• _WHAT IS NEEDED_:
Extract, from the records beneath this instruction, each line that contains the word "black".

GIVEN ENTRIES START

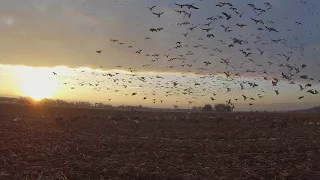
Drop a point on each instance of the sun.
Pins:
(37, 83)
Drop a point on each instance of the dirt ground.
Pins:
(61, 143)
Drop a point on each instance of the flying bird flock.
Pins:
(228, 49)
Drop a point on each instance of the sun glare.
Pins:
(37, 83)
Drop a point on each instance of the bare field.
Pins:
(106, 144)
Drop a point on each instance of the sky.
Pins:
(49, 49)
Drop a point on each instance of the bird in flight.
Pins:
(158, 14)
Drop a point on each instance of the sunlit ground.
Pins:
(85, 84)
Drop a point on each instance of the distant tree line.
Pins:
(216, 108)
(63, 103)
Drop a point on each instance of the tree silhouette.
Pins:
(223, 108)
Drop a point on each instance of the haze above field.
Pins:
(45, 45)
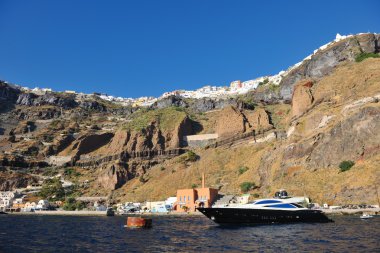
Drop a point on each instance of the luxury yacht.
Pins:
(281, 209)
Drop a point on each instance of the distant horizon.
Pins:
(128, 49)
(179, 89)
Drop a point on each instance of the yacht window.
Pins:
(286, 205)
(269, 201)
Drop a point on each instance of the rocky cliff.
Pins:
(293, 135)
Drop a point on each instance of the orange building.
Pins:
(190, 199)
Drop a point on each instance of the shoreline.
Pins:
(346, 211)
(102, 213)
(375, 211)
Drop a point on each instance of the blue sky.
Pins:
(144, 48)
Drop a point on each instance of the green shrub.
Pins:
(346, 165)
(191, 156)
(142, 179)
(364, 56)
(242, 169)
(247, 186)
(52, 189)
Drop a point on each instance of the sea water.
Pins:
(37, 233)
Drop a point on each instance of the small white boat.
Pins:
(366, 216)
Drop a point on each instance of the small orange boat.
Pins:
(138, 222)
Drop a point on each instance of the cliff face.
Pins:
(320, 65)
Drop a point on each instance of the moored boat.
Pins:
(366, 216)
(265, 211)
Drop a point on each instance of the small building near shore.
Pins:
(155, 207)
(190, 199)
(6, 199)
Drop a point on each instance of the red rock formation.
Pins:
(302, 98)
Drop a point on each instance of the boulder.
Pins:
(230, 122)
(113, 176)
(302, 98)
(259, 120)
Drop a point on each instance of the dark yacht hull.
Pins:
(262, 216)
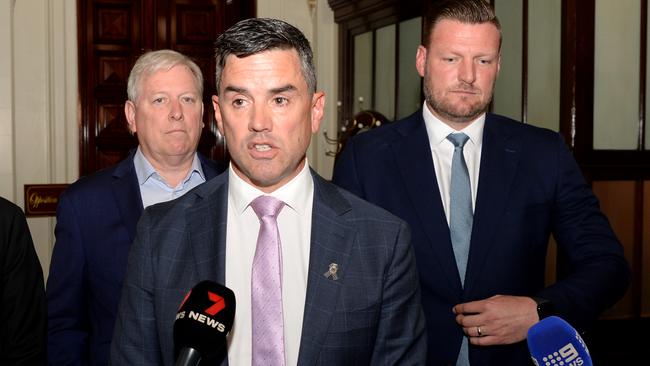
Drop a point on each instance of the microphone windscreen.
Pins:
(204, 319)
(553, 341)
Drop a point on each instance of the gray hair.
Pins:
(464, 11)
(154, 61)
(255, 35)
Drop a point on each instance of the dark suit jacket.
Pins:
(370, 315)
(529, 186)
(22, 293)
(96, 220)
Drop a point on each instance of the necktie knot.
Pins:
(458, 139)
(265, 206)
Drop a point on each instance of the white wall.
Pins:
(38, 103)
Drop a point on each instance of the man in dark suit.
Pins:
(349, 292)
(22, 294)
(481, 242)
(97, 215)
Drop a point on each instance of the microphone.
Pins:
(202, 322)
(553, 341)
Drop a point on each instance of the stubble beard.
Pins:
(452, 112)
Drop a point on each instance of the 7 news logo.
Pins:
(217, 303)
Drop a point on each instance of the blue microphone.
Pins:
(553, 342)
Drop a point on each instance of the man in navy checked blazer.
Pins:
(267, 107)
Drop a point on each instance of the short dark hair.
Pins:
(255, 35)
(464, 11)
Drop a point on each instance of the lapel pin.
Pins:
(331, 272)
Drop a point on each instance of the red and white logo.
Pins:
(218, 304)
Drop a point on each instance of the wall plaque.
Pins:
(42, 199)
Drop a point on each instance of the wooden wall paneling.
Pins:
(618, 202)
(645, 262)
(111, 36)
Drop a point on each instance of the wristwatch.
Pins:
(545, 307)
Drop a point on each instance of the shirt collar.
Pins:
(438, 130)
(295, 193)
(144, 170)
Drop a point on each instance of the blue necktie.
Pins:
(460, 218)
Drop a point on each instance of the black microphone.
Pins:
(202, 323)
(554, 342)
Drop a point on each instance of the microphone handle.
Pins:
(188, 357)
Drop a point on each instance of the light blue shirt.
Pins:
(154, 189)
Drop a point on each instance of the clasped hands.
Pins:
(498, 320)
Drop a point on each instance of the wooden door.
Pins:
(112, 34)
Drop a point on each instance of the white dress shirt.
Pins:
(442, 151)
(154, 189)
(294, 224)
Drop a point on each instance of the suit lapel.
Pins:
(499, 158)
(332, 239)
(415, 164)
(127, 194)
(207, 221)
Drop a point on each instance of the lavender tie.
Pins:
(266, 286)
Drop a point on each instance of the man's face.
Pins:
(459, 66)
(267, 115)
(167, 115)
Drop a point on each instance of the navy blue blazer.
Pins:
(96, 220)
(370, 315)
(529, 187)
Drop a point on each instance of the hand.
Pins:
(498, 320)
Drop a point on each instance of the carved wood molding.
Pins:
(346, 10)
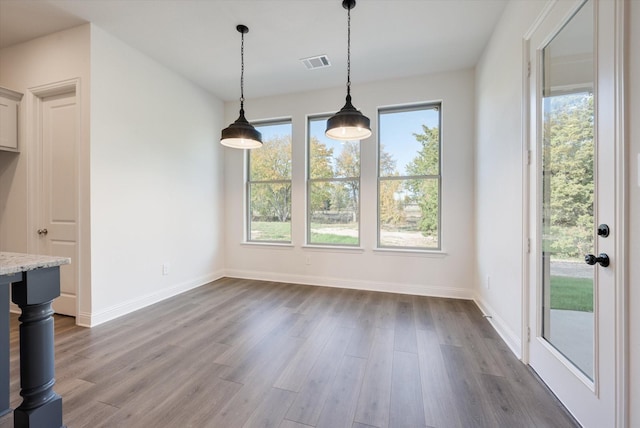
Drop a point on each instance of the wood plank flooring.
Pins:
(240, 353)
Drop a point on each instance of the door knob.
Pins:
(602, 259)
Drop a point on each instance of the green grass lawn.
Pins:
(574, 294)
(327, 238)
(281, 231)
(271, 230)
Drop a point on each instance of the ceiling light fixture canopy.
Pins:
(348, 124)
(241, 134)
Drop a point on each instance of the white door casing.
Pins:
(598, 400)
(56, 125)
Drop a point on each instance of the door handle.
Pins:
(602, 259)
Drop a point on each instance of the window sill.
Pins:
(338, 248)
(410, 252)
(282, 245)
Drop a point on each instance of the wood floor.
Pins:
(240, 353)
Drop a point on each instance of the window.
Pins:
(333, 188)
(269, 185)
(409, 177)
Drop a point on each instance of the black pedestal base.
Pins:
(47, 415)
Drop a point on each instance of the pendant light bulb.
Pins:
(241, 134)
(349, 123)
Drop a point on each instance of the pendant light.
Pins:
(240, 134)
(348, 124)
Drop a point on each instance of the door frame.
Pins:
(34, 103)
(617, 59)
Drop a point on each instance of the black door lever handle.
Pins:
(602, 259)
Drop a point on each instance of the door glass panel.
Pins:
(568, 190)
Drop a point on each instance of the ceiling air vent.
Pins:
(314, 62)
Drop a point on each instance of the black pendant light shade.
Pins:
(241, 134)
(348, 124)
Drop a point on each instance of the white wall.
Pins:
(633, 256)
(499, 172)
(156, 181)
(54, 58)
(447, 274)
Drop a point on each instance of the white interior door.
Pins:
(58, 191)
(574, 108)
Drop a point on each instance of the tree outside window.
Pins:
(269, 185)
(409, 177)
(333, 188)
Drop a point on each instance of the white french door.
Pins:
(575, 202)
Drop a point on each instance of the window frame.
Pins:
(310, 181)
(437, 105)
(249, 182)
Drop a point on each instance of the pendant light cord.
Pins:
(242, 73)
(349, 51)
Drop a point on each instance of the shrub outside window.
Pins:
(269, 185)
(409, 177)
(333, 188)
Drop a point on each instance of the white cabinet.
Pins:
(9, 102)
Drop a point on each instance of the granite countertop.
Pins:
(11, 263)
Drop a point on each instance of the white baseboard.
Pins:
(95, 318)
(513, 341)
(387, 287)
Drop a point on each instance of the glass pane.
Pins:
(568, 189)
(330, 158)
(334, 212)
(270, 211)
(272, 161)
(409, 213)
(410, 142)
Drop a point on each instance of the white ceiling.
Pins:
(198, 39)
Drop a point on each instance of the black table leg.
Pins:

GIVEN ENTRIES END

• _TASK SOLUTION_:
Drop a point on each instance of the black microphone.
Drop a point on each instance of the black pedestal base.
Drop a point on each instance of the black door lever handle.
Drop a point on each instance of the black pendant light shade.
Drop a point on each instance of the black table leg.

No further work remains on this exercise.